TEXTE SOURCE:
───
Les images sont nettes, quasi photographiques. La profondeur qu'on leur prête traditionnellement en poésie (voire leur opacité) se retrouve ici dans la circulation du sens fait d'entrechoquements abrupts, comme jaillissant entre les images. C'est cette écriture démembrée, cinétique, dès les premières traductions des poètes objectivistes américains vers la fin des années 1970, qui va avoir une influence importante sur la poésie contemporaine en langue française.
Avec ce recueil initial, Oppen appose immédiatement une marque de « fabrique » qui va perdurer, en faisant une figure à part, voire d'exception au sens propre, et ce quoi qu'il en eût, tant son œuvre a longtemps paru en retrait, tenue par lui-même comme en réserve de ses différents engagements.
───
EXTRAIT DES DONNÉES:

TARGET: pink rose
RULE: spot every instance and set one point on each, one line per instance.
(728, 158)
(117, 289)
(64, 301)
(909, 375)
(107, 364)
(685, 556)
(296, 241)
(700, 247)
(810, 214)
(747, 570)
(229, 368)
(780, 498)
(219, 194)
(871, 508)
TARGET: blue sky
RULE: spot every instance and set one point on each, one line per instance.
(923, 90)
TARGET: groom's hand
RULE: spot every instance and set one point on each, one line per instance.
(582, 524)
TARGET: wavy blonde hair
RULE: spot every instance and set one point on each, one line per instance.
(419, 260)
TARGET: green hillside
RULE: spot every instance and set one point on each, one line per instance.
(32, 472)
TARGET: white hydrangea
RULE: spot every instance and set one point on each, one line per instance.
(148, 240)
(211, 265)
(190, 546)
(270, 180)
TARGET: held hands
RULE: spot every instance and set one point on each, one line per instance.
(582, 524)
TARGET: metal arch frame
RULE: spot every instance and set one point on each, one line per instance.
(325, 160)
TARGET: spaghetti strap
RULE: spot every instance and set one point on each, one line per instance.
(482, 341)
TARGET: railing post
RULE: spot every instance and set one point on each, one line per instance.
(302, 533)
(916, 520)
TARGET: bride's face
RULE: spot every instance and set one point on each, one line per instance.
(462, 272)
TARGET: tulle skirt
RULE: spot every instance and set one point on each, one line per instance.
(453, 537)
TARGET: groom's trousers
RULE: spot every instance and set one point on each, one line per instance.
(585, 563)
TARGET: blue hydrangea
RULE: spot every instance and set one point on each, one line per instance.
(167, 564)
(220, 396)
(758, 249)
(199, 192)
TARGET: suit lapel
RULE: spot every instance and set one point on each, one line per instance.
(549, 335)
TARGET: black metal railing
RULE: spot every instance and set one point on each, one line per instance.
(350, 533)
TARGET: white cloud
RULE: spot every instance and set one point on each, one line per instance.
───
À FAIRE: Poursuivez le texte source sur la poésie d'Oppen à partir de sa dernière phrase. Les enregistrements constituent un matériau distinct du texte source.

RÉSULTAT:
Ainsi, dès l'année qui suit sa première publication, le poète noue ce que di Manno nomme à juste titre son « pacte communautaire » en adhérant au parti communiste américain. Il cesse brutalement d'écrire et se consacre entièrement à ses activités militantes avant de s'engager dans l'armée américaine pour prendre part au combat lors de la Seconde Guerre mondiale. Il sera d'ailleurs grièvement blessé lors de la bataille des Ardennes.
Après guerre, la répression maccarthyste les contraint, sa femme Mary et lui, à s'exiler au Mexique. L'ironie de l'histoire veut que George Oppen renoue alors avec l'écriture, après plus de vingt années de silence. De retour aux États-Unis, il publie en 1962 The Materials (« Les matériaux »), et en 1968 ce qui est sans doute son chef-d'œuvre, Of Being Numerous (« D'être en multitude »).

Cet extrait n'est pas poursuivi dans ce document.